本文のうち、「派遣薬剤師として働く方法について3ステップで解説」で始まり「電話対応してくれた方があなたの担当エージェントです。」までの箇所を、一字も変えずに書き出しなさい。

== 本文 ==
☆ ☆ ☆ ☆ ☆ ☆ ☆

スタッフから聞き出す話術も凄まじく、その方のことを思い返しながら、「何の仕事やっても成功するタイプね」と絶賛していました。
物怖じせず、コミュニケーションを取ろうとする姿勢は学ぶところが大いにありますね。
【Q4】派遣薬剤師としての注意点は?
派遣に限った話ではありませんが、分からないことは、ほかのスタッフに聞いて確認するのが大切です。
間違った仕事の進め方をしても、「まあ、派遣さんだからいいか」と、知らず知らずのうちに正社員から呆れられていたという事例も聞きました。
私はこうした事例は経験していませんが、このような派遣先での勤務評価は、派遣会社の担当者から定期的にフィードバックを受けます。
その際に、低評価を受けている理由に気づくのが一般的な流れです。
次に注意したい点は、勤務曜日と祝日が重なる場合、給料が発生しないことですね。
日曜祝日はもちろん、近隣のクリニックに合わせて、薬局も休みになるのが一般的です。
正社員やパートであれば、有休消化で給与の補填ができますが、派遣薬剤師では勤務日扱いになりません。
そのため、有給が使えず、その日の給与は0円になってしまいます。
あらかじめ、派遣先の臨時休業日を確認しておき、その日は単発派遣などの予定を入れておくのがよいでしょう。
派遣薬剤師として働く方法について3ステップで解説
ここからは、コジコジさんに派遣薬剤師として働く方法について解説してもらいたいと思います。
STEP1.人材派遣会社への登録
まずは、人材派遣会社への登録が必要です。
薬剤師専門の派遣会社は複数あるため、どれを選んで良いのか分からないと思いますが、私が利用したおすすめの派遣会社を後ほど紹介します。
派遣会社の公式HP内にある、「サポート登録・無料登録」をクリックすると、ご自身の連絡先・薬剤師歴などの入力フォームに移ります。
入力完了後、1~2時間以内には、派遣会社の担当者から電話が来ます。
電話では、入力フォームの内容や勤務条件などを再確認されるので、ご自身の希望条件を伝えてください。
電話対応してくれた方があなたの担当エージェントです。
派遣先の薬局などの案内や交渉を行ってくれます。
STEP2.派遣会社から求人紹介を受ける
派遣会社への登録が完了すると、担当エージェントとのやり取りが開始されます。
基本的なやり取りは、メールもしくはLINE(ライン)です。
あなたが提示した、希望条件に沿った募集を随時紹介してくれます。
ここで注意してもらいたいのは、希望条件と異なる募集の場合はきちんと伝えることです。
そうすることで、あなたの希望条件がさらに明確になり、担当エージェント側も派遣紹介がしやすくなります。

☆ ☆ ☆ ☆ ☆ ☆ ☆

== 行の抜粋 ==
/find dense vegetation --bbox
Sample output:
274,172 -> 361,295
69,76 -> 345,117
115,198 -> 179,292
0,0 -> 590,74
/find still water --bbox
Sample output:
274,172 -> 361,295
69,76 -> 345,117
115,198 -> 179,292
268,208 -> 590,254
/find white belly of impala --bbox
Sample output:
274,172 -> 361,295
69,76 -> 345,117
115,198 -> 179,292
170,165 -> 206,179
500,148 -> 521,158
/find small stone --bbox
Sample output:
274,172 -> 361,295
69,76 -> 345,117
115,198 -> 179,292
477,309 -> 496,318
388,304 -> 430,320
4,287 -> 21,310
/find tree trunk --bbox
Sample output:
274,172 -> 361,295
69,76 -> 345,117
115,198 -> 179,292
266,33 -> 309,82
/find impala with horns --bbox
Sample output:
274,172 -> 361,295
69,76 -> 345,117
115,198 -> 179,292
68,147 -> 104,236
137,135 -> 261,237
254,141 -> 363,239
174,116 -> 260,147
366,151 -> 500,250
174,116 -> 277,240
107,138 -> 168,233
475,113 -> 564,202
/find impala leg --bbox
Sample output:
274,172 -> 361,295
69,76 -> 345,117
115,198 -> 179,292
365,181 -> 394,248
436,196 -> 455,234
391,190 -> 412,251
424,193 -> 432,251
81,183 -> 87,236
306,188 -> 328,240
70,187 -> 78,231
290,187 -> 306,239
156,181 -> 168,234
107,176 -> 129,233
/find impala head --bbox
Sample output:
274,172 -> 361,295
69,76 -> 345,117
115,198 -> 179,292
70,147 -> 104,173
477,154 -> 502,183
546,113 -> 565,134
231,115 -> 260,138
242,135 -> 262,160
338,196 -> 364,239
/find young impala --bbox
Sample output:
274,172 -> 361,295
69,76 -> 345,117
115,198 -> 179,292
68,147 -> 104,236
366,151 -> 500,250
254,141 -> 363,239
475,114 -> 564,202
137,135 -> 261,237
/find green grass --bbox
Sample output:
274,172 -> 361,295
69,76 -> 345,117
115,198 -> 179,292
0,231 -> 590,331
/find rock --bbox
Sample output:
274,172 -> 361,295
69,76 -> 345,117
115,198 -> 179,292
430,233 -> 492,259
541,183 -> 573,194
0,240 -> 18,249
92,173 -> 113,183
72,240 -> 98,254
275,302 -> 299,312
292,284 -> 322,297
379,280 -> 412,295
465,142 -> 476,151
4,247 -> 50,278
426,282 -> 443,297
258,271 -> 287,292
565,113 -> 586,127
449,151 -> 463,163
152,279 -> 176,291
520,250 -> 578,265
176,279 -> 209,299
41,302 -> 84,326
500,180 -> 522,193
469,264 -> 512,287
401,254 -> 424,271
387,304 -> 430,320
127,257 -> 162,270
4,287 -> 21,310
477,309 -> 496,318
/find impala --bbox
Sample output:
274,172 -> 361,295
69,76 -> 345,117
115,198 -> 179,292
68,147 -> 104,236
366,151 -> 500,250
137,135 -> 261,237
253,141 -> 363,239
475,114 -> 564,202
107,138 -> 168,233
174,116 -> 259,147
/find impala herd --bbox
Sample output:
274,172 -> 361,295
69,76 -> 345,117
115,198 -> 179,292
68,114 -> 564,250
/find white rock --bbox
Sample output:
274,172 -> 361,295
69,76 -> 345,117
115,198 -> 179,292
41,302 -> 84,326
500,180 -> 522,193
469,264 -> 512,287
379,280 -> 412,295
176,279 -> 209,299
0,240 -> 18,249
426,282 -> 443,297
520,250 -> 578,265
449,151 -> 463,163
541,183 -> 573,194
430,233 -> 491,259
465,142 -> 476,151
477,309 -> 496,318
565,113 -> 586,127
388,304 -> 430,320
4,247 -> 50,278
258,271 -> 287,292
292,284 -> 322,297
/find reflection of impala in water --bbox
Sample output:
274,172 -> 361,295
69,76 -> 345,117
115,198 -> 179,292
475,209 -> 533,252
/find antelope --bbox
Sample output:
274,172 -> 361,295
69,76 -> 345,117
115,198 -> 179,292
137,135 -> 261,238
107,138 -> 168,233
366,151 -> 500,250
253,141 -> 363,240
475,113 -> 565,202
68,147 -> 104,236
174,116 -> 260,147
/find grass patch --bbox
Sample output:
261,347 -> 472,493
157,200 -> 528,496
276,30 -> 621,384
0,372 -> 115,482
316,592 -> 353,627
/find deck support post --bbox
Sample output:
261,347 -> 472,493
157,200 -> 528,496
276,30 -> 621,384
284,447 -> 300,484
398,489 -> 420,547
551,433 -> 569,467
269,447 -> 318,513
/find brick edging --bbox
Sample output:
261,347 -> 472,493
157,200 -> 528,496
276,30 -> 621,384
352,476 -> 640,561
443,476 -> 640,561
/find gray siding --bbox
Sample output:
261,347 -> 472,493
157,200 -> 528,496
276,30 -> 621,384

☆ ☆ ☆ ☆ ☆ ☆ ☆

== 最終解答 ==
派遣薬剤師として働く方法について3ステップで解説
ここからは、コジコジさんに派遣薬剤師として働く方法について解説してもらいたいと思います。
STEP1.人材派遣会社への登録
まずは、人材派遣会社への登録が必要です。
薬剤師専門の派遣会社は複数あるため、どれを選んで良いのか分からないと思いますが、私が利用したおすすめの派遣会社を後ほど紹介します。
派遣会社の公式HP内にある、「サポート登録・無料登録」をクリックすると、ご自身の連絡先・薬剤師歴などの入力フォームに移ります。
入力完了後、1~2時間以内には、派遣会社の担当者から電話が来ます。
電話では、入力フォームの内容や勤務条件などを再確認されるので、ご自身の希望条件を伝えてください。
電話対応してくれた方があなたの担当エージェントです。